| Assigned task |
All lines from the one containing "Please indicate the brown" to the end of the entries below should be output exactly as they appear. No other lines should be output.

| Data supplied |
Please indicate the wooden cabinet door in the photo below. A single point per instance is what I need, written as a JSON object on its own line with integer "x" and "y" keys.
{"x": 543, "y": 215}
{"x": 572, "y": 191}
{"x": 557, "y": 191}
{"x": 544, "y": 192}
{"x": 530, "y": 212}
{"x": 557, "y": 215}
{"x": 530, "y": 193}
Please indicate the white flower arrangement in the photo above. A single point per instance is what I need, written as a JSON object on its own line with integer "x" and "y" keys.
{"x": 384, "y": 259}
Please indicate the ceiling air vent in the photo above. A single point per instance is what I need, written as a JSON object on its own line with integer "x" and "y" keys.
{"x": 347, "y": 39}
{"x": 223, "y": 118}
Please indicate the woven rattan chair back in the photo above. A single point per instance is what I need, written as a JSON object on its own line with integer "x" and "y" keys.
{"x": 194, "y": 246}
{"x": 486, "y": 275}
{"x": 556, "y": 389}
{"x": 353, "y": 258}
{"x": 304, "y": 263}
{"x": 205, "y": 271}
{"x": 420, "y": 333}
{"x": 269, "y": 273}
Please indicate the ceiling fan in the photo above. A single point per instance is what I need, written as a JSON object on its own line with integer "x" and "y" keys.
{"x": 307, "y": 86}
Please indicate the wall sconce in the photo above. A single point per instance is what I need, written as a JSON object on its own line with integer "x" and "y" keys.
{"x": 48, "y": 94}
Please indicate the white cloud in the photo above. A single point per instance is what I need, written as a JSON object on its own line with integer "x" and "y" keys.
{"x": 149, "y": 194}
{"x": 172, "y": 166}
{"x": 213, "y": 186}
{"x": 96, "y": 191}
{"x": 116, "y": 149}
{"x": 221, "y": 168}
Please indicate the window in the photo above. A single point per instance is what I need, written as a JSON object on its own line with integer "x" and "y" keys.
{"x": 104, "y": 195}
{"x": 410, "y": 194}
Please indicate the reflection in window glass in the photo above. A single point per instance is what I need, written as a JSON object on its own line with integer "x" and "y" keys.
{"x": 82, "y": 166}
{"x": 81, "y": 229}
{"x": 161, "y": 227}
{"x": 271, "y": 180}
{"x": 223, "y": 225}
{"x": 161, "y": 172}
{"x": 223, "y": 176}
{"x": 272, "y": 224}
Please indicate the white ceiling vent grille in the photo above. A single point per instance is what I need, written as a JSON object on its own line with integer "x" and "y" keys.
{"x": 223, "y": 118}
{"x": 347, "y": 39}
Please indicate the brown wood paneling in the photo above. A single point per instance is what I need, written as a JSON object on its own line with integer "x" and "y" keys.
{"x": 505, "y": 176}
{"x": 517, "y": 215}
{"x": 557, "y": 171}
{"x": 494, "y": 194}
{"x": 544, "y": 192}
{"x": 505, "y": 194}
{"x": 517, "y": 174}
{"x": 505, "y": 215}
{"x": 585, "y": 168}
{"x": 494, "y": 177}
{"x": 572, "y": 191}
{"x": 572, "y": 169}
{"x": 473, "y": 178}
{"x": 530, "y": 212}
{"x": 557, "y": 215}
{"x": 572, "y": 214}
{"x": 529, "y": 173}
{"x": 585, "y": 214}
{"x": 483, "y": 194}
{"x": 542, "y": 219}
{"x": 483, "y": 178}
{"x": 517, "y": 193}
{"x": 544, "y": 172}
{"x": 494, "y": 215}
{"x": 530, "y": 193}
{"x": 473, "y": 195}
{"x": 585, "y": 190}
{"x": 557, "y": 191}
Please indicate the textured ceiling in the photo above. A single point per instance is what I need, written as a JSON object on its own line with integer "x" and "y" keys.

| Output of the task |
Please indicate the brown wood paneling in the photo above. A single point per instance is what I need, written as a JSON object on its own line with integer "x" and "y" keys.
{"x": 505, "y": 176}
{"x": 517, "y": 215}
{"x": 557, "y": 171}
{"x": 494, "y": 194}
{"x": 544, "y": 192}
{"x": 505, "y": 194}
{"x": 517, "y": 174}
{"x": 505, "y": 215}
{"x": 585, "y": 168}
{"x": 494, "y": 177}
{"x": 572, "y": 191}
{"x": 572, "y": 169}
{"x": 473, "y": 178}
{"x": 530, "y": 212}
{"x": 557, "y": 215}
{"x": 572, "y": 214}
{"x": 529, "y": 173}
{"x": 585, "y": 214}
{"x": 483, "y": 194}
{"x": 542, "y": 219}
{"x": 483, "y": 178}
{"x": 517, "y": 193}
{"x": 544, "y": 172}
{"x": 494, "y": 215}
{"x": 530, "y": 193}
{"x": 473, "y": 195}
{"x": 585, "y": 190}
{"x": 557, "y": 191}
Please indicate the textured ceiling in the photo above. A single point per instance is what I need, written as a JSON object on its own line with integer "x" and "y" keys.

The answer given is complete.